# TASK
Collect each line from the rows below that contains the word "collar".

(Point labeling examples)
....................
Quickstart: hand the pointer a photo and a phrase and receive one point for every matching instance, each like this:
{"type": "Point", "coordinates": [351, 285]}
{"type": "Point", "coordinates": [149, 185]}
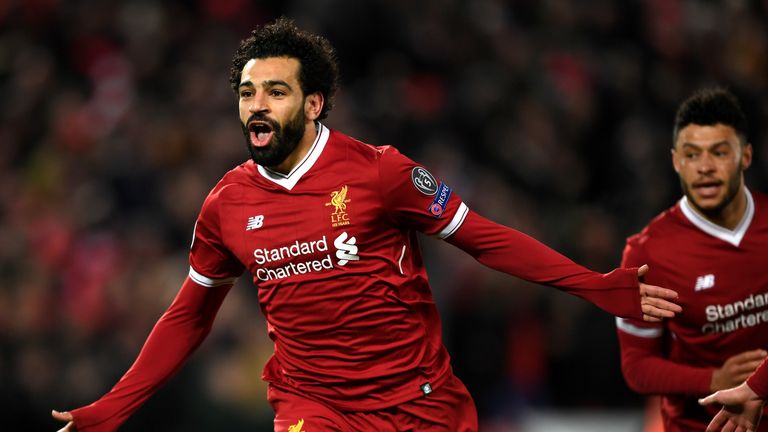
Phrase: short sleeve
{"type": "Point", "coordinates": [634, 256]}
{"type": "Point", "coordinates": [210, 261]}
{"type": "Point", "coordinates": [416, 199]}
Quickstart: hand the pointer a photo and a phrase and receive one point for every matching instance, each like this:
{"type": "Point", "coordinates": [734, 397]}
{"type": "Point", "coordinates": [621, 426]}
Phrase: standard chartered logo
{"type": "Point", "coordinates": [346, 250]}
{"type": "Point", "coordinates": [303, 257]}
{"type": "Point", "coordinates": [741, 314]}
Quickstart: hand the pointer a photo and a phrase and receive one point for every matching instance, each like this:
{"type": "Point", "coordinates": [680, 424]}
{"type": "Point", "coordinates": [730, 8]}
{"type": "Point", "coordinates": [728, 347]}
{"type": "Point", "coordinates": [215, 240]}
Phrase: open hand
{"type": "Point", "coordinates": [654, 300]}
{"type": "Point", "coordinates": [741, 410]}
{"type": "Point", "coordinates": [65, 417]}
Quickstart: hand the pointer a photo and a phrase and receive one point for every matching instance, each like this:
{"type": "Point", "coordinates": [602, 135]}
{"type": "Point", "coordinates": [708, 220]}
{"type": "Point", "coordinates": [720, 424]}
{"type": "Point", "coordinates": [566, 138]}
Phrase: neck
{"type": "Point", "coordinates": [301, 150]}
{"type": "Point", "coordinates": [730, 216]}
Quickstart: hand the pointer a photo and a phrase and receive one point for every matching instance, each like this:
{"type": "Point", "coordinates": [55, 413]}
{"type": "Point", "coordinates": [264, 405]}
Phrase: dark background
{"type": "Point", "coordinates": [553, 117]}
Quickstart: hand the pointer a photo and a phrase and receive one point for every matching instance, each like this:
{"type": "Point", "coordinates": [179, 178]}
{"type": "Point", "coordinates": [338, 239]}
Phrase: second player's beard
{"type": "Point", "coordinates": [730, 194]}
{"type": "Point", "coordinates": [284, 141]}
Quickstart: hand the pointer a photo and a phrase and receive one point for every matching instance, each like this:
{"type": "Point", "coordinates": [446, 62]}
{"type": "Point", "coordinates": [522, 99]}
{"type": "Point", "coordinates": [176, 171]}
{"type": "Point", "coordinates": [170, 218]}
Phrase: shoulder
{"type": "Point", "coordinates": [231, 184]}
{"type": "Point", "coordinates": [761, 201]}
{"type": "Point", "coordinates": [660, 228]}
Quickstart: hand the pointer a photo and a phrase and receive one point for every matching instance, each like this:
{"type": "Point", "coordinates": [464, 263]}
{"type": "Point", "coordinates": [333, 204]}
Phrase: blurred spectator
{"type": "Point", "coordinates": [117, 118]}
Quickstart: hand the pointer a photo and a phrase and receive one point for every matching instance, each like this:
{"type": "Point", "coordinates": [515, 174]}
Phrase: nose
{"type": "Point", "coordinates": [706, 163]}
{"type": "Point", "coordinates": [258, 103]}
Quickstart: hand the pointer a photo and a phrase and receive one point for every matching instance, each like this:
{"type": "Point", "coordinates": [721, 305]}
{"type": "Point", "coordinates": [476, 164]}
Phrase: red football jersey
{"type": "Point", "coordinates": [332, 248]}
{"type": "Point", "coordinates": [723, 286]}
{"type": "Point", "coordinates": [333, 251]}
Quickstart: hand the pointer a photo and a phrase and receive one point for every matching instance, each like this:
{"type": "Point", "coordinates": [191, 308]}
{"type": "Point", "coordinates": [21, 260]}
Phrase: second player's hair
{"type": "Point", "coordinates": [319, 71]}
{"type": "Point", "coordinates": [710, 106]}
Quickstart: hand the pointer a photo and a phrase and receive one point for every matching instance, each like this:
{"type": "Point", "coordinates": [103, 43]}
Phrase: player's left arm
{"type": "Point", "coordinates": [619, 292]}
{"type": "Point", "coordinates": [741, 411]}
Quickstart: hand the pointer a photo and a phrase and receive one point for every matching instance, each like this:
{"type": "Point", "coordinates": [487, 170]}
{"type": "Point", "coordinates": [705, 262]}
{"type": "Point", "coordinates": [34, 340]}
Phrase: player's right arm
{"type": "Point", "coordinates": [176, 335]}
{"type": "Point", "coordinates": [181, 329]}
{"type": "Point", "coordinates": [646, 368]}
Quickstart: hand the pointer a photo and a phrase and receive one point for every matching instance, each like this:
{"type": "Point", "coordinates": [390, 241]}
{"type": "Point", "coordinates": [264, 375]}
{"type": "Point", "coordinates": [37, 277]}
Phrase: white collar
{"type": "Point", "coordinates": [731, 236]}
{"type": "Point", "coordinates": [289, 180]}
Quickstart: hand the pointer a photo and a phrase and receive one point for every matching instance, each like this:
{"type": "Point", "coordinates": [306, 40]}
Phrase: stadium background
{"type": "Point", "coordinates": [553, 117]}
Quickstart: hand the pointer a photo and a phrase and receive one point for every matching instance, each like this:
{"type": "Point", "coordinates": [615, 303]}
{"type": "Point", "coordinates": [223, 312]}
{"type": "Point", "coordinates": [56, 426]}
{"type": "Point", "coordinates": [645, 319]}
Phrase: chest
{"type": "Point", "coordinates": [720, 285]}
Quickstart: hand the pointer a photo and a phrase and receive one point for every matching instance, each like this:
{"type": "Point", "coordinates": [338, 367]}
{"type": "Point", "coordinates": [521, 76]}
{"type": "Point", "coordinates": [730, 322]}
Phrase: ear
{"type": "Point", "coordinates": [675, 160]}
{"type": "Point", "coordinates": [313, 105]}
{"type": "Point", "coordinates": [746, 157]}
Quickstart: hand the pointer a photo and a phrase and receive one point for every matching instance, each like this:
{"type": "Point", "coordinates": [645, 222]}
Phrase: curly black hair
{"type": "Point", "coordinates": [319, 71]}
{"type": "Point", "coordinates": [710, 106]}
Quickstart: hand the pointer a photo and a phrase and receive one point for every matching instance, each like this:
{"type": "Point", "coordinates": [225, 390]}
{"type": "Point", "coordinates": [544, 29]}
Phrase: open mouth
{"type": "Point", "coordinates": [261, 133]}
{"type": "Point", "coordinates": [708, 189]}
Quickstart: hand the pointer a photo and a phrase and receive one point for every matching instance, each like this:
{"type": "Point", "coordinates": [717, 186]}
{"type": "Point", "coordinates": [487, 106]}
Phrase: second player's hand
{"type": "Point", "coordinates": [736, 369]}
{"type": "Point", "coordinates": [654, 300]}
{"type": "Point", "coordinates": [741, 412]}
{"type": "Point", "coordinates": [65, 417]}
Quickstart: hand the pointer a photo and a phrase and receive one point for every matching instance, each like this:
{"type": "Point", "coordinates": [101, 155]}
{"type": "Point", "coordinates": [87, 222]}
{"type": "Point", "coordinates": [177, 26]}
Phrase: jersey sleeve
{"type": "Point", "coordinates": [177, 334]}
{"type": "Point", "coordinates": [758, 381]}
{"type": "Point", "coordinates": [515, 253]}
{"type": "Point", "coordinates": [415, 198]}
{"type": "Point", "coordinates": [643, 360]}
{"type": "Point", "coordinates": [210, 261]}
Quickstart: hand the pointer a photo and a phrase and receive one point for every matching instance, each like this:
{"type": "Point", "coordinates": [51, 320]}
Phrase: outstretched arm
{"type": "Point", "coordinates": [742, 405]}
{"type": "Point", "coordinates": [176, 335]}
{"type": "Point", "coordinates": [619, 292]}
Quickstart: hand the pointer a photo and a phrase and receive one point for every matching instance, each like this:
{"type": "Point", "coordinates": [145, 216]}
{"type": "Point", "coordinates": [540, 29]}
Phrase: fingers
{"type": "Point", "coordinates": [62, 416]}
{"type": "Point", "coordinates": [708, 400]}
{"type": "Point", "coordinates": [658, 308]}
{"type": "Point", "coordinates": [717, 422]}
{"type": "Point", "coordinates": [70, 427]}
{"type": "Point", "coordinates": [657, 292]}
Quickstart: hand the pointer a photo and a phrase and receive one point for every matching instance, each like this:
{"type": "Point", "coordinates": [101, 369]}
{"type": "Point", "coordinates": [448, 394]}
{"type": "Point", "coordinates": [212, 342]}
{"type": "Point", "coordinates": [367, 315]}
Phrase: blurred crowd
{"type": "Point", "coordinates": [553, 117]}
....................
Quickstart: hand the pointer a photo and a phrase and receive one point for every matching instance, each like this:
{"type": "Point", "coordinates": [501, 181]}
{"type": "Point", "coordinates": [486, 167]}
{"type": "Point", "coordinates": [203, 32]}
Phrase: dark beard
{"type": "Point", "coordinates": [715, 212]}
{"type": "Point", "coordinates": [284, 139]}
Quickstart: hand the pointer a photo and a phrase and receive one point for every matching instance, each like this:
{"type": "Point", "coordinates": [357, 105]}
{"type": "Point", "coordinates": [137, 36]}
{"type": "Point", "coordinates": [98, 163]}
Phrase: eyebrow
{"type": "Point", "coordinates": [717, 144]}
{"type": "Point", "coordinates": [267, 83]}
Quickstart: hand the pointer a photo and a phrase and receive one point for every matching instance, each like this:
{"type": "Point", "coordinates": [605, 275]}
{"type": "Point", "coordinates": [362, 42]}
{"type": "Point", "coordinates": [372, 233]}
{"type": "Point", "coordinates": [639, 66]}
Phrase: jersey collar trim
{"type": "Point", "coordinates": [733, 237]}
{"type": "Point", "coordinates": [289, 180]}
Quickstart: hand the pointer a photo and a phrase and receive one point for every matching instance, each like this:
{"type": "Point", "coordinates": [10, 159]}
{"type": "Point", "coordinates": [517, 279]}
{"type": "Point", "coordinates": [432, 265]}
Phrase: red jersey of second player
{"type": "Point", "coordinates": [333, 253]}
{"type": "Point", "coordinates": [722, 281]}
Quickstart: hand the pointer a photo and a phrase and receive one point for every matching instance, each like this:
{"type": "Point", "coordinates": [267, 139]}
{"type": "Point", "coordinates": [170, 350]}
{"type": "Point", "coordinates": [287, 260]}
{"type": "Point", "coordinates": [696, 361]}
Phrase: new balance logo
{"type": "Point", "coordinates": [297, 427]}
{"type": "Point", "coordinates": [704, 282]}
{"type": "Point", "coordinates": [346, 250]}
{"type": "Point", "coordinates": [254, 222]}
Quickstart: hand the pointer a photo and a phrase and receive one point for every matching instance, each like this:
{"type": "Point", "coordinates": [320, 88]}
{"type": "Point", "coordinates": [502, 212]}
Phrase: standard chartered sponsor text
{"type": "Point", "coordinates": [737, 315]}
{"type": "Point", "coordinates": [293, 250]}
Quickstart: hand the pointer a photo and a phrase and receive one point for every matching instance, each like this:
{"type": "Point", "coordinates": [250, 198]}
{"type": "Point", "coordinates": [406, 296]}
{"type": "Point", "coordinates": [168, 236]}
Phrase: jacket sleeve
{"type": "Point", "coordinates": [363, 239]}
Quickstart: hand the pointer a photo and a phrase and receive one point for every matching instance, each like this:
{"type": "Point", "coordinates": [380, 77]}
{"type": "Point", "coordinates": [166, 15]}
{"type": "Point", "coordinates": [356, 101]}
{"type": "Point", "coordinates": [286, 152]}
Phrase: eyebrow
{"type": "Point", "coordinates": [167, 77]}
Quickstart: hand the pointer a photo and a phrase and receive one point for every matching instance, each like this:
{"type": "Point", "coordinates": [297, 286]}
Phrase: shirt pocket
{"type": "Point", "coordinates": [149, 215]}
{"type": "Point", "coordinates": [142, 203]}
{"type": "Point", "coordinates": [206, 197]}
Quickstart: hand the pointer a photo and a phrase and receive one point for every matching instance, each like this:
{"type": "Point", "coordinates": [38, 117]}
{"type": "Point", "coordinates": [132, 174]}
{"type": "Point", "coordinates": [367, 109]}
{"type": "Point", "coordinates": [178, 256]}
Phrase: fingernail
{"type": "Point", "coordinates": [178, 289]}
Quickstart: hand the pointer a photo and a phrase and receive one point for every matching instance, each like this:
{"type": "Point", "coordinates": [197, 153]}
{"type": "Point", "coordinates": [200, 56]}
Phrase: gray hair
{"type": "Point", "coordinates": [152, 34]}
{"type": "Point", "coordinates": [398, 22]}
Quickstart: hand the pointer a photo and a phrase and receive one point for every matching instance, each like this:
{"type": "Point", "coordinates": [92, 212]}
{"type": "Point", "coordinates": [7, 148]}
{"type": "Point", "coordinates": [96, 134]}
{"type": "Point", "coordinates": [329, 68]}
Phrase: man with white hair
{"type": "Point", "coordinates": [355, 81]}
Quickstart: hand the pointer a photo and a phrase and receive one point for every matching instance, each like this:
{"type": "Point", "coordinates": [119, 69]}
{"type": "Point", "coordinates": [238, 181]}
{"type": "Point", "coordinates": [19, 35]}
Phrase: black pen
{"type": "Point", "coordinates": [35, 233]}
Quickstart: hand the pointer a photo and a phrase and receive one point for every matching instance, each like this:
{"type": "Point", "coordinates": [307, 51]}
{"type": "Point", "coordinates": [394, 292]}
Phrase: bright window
....................
# RIGHT ANSWER
Phrase: white collar
Phrase: jersey collar trim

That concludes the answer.